Rows from a dataset for labeling boxes
========

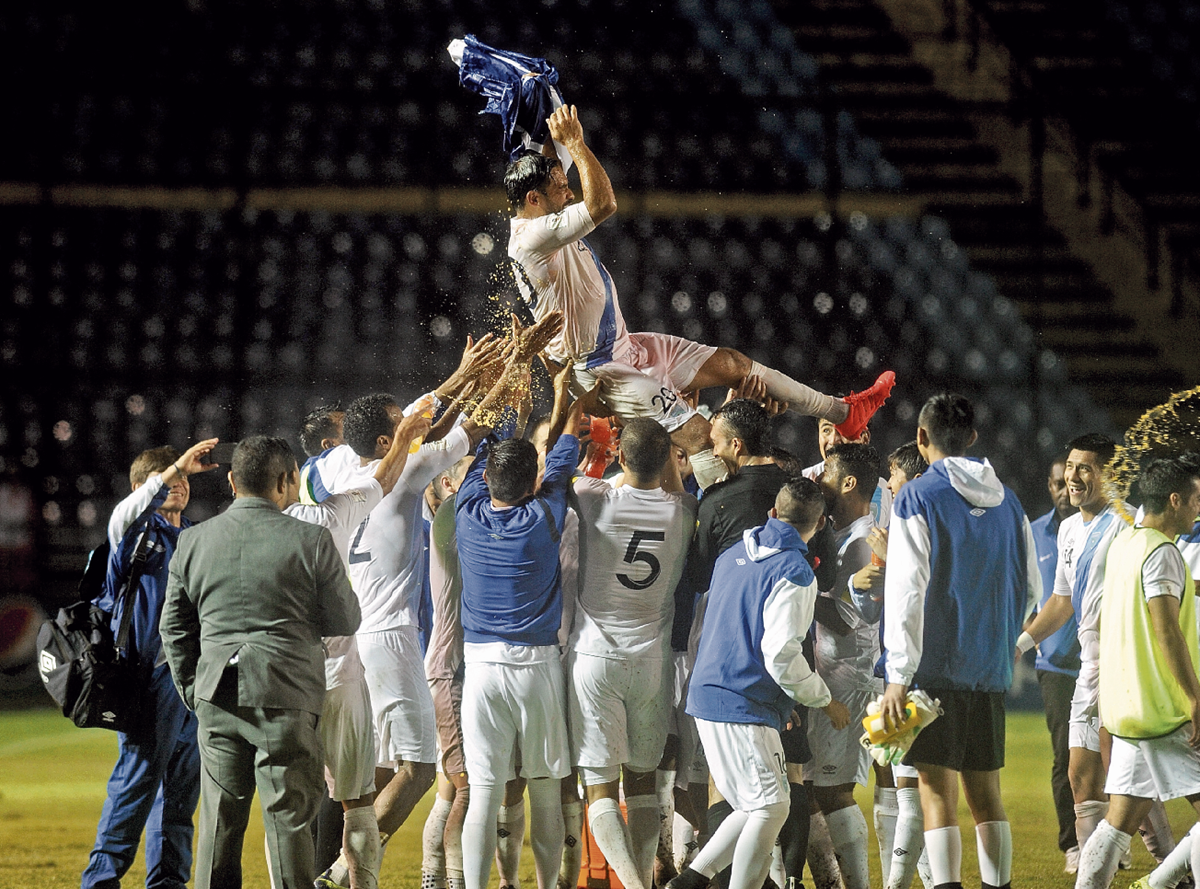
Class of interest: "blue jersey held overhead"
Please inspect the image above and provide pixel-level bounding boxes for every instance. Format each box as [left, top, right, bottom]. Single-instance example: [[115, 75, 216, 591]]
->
[[884, 457, 1042, 692], [455, 436, 580, 645]]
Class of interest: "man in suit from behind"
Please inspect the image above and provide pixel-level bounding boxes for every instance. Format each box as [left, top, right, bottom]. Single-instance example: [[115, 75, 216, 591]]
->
[[162, 436, 361, 889]]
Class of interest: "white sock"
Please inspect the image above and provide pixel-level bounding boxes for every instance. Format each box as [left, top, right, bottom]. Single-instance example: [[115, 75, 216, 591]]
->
[[588, 797, 649, 889], [462, 783, 504, 889], [884, 787, 929, 889], [494, 788, 524, 885], [427, 797, 454, 889], [654, 769, 676, 861], [750, 361, 846, 422], [691, 809, 757, 889], [671, 812, 700, 873], [871, 785, 900, 885], [1075, 799, 1109, 854], [767, 836, 787, 889], [826, 805, 870, 889], [1075, 821, 1133, 889], [976, 821, 1013, 887], [925, 824, 962, 885], [529, 777, 564, 887], [558, 799, 583, 885], [916, 844, 937, 889], [721, 800, 792, 889], [689, 447, 730, 489], [808, 812, 845, 889], [625, 793, 659, 889], [1138, 799, 1175, 864], [342, 799, 381, 889], [1146, 824, 1196, 889]]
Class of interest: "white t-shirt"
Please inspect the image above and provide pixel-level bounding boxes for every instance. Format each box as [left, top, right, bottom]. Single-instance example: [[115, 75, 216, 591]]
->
[[283, 477, 383, 689], [814, 512, 880, 697], [350, 427, 470, 633], [509, 202, 629, 362], [1054, 504, 1132, 668], [571, 476, 696, 659]]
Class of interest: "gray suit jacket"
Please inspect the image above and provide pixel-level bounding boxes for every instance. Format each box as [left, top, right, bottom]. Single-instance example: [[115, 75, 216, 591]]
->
[[161, 498, 361, 715]]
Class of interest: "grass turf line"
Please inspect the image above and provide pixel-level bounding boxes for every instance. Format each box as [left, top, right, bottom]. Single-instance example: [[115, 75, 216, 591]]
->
[[0, 710, 1194, 889]]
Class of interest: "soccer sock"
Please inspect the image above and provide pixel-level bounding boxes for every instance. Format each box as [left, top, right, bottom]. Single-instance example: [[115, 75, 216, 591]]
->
[[925, 824, 962, 887], [750, 361, 850, 424], [654, 769, 676, 865], [692, 799, 737, 889], [767, 828, 787, 889], [808, 812, 844, 889], [496, 799, 524, 885], [779, 783, 810, 889], [671, 812, 700, 872], [884, 787, 929, 889], [442, 786, 470, 889], [342, 800, 381, 889], [976, 821, 1013, 889], [588, 797, 649, 889], [529, 777, 564, 887], [625, 793, 659, 889], [689, 447, 730, 489], [421, 797, 454, 889], [1075, 799, 1109, 854], [558, 799, 583, 885], [730, 803, 792, 889], [1138, 799, 1175, 864], [872, 785, 900, 885], [684, 800, 744, 889], [1075, 821, 1133, 889], [1146, 825, 1196, 889], [826, 805, 870, 889], [462, 785, 504, 889]]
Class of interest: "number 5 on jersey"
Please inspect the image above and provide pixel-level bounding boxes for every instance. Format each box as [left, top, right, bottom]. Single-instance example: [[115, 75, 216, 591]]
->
[[617, 531, 667, 589]]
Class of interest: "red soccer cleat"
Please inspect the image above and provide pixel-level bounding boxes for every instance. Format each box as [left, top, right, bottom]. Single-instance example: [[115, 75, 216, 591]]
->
[[835, 371, 896, 442]]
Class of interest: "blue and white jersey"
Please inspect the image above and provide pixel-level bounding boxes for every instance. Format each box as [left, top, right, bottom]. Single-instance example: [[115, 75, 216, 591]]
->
[[883, 457, 1042, 692], [1054, 504, 1133, 668], [509, 202, 630, 367], [1030, 510, 1079, 677]]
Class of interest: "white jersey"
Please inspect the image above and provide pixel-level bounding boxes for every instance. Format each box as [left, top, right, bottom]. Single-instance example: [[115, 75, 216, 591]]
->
[[814, 512, 880, 697], [350, 427, 470, 633], [283, 477, 383, 689], [800, 459, 892, 528], [509, 202, 629, 366], [1054, 504, 1133, 669], [571, 477, 696, 657]]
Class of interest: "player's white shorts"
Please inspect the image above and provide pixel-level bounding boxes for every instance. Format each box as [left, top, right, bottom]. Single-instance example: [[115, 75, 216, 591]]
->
[[892, 758, 919, 781], [667, 651, 708, 791], [566, 651, 671, 783], [1067, 661, 1100, 753], [358, 626, 438, 764], [575, 334, 716, 432], [804, 689, 878, 787], [462, 645, 571, 785], [1104, 722, 1200, 801], [696, 719, 791, 812], [319, 680, 376, 803]]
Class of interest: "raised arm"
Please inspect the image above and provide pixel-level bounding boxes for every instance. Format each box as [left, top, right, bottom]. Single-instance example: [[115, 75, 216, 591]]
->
[[546, 104, 617, 226]]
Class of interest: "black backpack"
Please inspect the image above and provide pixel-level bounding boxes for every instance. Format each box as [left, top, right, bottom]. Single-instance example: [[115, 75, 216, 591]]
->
[[37, 525, 154, 732]]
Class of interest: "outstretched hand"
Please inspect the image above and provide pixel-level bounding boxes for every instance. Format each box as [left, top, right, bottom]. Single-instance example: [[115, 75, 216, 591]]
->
[[546, 104, 583, 148]]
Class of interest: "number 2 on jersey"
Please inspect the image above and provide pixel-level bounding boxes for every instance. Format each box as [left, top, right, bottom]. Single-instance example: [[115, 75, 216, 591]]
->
[[617, 531, 667, 589]]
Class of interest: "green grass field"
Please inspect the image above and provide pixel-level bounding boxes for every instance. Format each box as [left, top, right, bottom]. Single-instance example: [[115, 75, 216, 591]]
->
[[0, 710, 1193, 889]]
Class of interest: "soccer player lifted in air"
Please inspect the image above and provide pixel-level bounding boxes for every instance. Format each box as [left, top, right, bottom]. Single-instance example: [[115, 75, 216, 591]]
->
[[504, 106, 895, 487]]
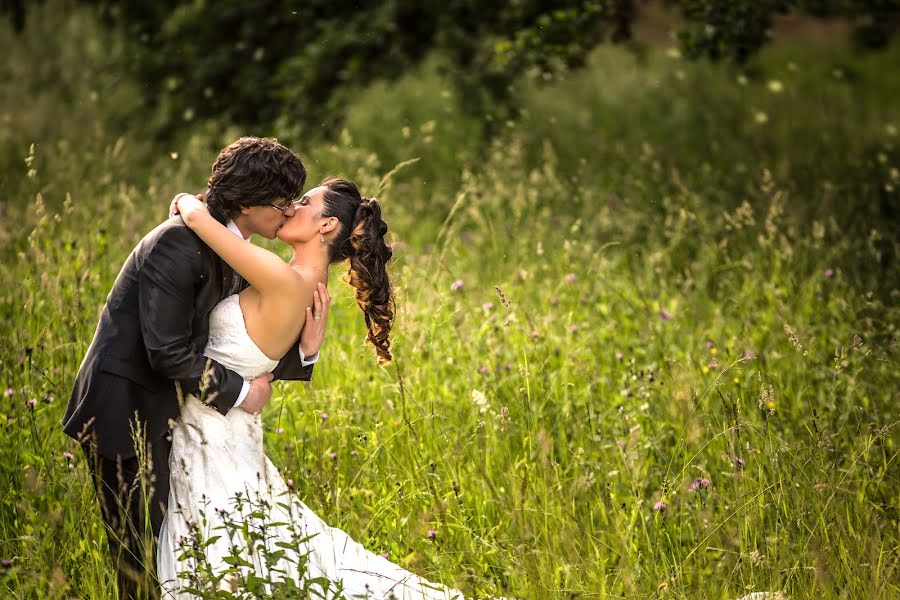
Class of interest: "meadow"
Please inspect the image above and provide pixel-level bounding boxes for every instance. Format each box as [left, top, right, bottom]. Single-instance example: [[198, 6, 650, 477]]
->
[[0, 2, 900, 600]]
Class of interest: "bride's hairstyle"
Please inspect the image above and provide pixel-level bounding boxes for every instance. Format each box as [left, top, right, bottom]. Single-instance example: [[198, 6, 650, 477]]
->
[[322, 179, 394, 364], [206, 137, 306, 219]]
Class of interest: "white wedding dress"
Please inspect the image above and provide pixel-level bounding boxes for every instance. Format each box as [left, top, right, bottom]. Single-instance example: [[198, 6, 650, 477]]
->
[[157, 295, 463, 600]]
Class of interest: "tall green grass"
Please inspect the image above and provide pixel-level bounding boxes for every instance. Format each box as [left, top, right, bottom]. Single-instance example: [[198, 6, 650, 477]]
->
[[0, 2, 900, 599]]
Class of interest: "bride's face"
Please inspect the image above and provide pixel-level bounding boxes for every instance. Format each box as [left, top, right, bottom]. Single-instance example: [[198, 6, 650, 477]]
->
[[278, 186, 337, 244]]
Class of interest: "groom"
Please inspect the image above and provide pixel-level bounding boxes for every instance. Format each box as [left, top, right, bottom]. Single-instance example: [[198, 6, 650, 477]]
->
[[63, 137, 328, 598]]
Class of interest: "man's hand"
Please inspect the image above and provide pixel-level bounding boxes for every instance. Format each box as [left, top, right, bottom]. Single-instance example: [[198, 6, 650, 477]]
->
[[300, 283, 331, 356], [238, 373, 272, 415]]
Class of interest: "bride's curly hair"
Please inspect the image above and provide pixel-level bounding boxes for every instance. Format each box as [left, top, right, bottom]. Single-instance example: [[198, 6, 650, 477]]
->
[[321, 178, 394, 364]]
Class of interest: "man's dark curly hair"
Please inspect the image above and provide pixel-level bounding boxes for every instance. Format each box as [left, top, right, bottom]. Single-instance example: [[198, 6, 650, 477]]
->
[[206, 137, 306, 219]]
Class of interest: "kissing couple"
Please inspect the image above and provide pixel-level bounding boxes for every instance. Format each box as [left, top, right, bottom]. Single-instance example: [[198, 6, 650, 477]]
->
[[63, 137, 462, 599]]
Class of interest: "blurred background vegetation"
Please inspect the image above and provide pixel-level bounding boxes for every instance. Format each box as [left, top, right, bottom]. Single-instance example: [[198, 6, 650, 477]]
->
[[0, 0, 900, 599]]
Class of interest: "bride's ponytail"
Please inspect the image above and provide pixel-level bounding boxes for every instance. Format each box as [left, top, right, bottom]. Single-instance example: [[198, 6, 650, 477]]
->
[[348, 199, 394, 364], [322, 179, 394, 364]]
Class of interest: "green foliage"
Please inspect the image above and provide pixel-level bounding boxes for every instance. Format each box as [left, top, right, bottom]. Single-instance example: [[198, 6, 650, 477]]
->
[[38, 0, 888, 134], [0, 3, 900, 600]]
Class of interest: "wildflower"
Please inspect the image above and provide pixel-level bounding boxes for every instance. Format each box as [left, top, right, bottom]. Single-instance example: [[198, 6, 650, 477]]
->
[[691, 477, 710, 492], [472, 390, 488, 414]]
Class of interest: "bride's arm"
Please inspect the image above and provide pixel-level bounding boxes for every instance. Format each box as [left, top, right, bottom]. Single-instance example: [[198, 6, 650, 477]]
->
[[178, 195, 297, 294]]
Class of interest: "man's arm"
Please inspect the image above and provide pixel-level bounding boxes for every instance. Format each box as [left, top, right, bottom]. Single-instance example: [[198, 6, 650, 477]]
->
[[138, 228, 244, 414]]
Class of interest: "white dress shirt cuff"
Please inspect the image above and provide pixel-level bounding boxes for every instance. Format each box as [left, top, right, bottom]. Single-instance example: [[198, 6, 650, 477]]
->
[[297, 345, 319, 367], [234, 382, 251, 408]]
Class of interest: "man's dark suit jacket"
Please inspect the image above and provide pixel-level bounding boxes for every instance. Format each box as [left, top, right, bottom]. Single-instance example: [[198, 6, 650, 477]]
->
[[63, 211, 312, 459]]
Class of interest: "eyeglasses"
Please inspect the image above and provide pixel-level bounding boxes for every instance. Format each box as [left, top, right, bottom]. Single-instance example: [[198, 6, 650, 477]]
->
[[267, 202, 294, 217]]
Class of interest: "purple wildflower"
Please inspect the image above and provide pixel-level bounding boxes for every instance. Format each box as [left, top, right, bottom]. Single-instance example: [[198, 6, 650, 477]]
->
[[691, 477, 710, 492]]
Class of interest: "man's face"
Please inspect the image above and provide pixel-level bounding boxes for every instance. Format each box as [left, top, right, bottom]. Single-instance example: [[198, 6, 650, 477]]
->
[[234, 198, 294, 240]]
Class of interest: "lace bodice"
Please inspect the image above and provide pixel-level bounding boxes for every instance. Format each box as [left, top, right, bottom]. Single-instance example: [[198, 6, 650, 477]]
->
[[203, 294, 278, 379]]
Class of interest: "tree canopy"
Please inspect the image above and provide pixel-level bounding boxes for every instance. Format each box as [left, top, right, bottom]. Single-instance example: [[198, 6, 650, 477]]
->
[[3, 0, 900, 134]]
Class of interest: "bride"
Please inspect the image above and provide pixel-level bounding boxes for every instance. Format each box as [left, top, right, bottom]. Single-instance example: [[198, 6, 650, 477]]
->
[[157, 179, 462, 600]]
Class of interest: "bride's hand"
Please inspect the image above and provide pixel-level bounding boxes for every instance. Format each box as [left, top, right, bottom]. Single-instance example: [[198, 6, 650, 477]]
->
[[172, 194, 209, 227], [169, 192, 200, 217]]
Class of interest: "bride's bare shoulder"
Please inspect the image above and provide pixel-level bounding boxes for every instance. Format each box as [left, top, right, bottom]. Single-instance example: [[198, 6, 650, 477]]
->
[[291, 265, 322, 293]]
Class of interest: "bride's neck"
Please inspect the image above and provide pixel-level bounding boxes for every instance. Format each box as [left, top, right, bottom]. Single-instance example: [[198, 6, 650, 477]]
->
[[290, 244, 329, 283]]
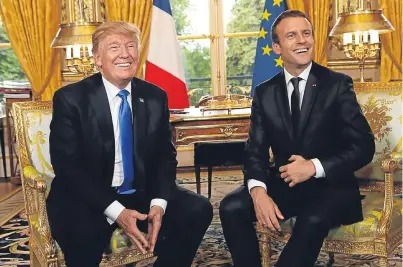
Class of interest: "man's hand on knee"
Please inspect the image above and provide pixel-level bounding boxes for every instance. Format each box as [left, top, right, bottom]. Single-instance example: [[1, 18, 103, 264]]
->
[[117, 209, 149, 254], [251, 187, 284, 231], [279, 155, 316, 187], [146, 206, 164, 252]]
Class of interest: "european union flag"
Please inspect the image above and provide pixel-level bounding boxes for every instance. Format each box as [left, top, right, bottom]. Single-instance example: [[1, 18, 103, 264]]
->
[[251, 0, 287, 96]]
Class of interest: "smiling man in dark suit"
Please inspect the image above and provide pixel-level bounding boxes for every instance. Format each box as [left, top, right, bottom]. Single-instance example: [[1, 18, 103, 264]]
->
[[47, 22, 212, 267], [220, 10, 375, 267]]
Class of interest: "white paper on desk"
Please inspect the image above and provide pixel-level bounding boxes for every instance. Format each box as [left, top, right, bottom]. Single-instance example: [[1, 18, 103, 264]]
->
[[185, 108, 251, 117]]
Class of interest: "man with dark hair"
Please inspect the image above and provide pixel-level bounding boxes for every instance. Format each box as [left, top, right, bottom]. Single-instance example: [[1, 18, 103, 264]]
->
[[220, 10, 375, 267]]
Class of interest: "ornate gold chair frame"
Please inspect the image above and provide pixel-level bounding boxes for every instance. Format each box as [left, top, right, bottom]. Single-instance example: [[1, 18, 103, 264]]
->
[[256, 159, 402, 267], [13, 101, 153, 267]]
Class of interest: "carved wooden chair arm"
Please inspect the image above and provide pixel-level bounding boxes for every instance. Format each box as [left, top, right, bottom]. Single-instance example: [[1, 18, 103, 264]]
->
[[376, 155, 401, 237], [23, 166, 57, 260]]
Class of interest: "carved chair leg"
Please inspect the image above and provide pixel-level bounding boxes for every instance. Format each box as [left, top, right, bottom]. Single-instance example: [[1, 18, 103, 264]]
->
[[260, 234, 271, 267], [379, 257, 389, 267], [327, 252, 334, 267]]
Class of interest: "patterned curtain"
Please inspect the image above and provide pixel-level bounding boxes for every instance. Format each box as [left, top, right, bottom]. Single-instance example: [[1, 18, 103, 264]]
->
[[0, 0, 61, 100], [380, 0, 402, 82], [105, 0, 153, 77]]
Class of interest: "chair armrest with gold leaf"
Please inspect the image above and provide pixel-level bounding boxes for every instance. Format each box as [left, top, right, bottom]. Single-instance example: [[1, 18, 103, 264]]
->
[[23, 166, 57, 260], [375, 155, 401, 241]]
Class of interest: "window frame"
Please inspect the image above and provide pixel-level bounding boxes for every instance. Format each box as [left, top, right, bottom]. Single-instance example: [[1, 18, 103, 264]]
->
[[177, 0, 259, 101]]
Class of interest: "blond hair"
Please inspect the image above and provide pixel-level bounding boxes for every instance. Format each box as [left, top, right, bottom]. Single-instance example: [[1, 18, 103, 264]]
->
[[92, 21, 141, 54]]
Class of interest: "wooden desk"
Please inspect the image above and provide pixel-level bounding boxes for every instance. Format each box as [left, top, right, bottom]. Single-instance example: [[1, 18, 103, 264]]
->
[[171, 109, 250, 147]]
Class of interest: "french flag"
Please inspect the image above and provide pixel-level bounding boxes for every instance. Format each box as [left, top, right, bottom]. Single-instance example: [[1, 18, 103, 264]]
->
[[145, 0, 189, 109]]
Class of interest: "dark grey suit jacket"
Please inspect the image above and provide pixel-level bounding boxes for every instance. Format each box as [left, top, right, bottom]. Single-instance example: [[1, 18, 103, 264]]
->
[[245, 62, 375, 224]]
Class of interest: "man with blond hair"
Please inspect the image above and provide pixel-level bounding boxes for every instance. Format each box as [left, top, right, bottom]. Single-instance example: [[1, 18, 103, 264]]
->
[[47, 22, 212, 267]]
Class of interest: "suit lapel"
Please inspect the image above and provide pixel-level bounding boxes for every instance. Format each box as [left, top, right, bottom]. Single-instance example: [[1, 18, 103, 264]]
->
[[132, 78, 148, 180], [89, 73, 115, 177], [298, 62, 320, 137], [275, 71, 293, 140]]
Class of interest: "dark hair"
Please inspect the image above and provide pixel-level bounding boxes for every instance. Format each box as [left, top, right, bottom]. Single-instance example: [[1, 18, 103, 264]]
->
[[271, 9, 313, 44]]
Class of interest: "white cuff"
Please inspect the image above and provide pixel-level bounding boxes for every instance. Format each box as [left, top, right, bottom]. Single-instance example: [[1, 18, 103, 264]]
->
[[248, 179, 267, 194], [104, 200, 125, 224], [311, 158, 326, 178], [150, 198, 168, 214]]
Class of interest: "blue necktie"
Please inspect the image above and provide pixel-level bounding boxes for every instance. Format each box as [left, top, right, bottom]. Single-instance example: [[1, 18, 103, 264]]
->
[[118, 89, 136, 194]]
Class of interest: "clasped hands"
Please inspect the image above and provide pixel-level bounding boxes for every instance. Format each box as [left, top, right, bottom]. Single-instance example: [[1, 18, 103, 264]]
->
[[117, 206, 164, 254], [251, 155, 316, 232]]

========

## What the task requires
Write out every line of the records again, starting with the first line and going on through the line with "[[162, 436, 361, 889]]", and shift each bounding box coordinate in the answers by adding 56 to it while leaving all other numbers as they are. Leave the pictures out.

## Problem solution
Class of interest: "blue jersey held overhead"
Please inspect the image above and provide pixel-level bounding boxes for every instance. Format each box as [left, top, right, bottom]. Single-instance example: [[115, 75, 216, 591]]
->
[[940, 513, 1098, 748], [511, 492, 636, 701]]
Class of interest: "man in suit from behind"
Please inspect the image above and provide pixel-level bounding boxes for every instance. Format each box as [left, top, right, bottom]. Single-instance example: [[115, 75, 216, 591]]
->
[[218, 492, 417, 945]]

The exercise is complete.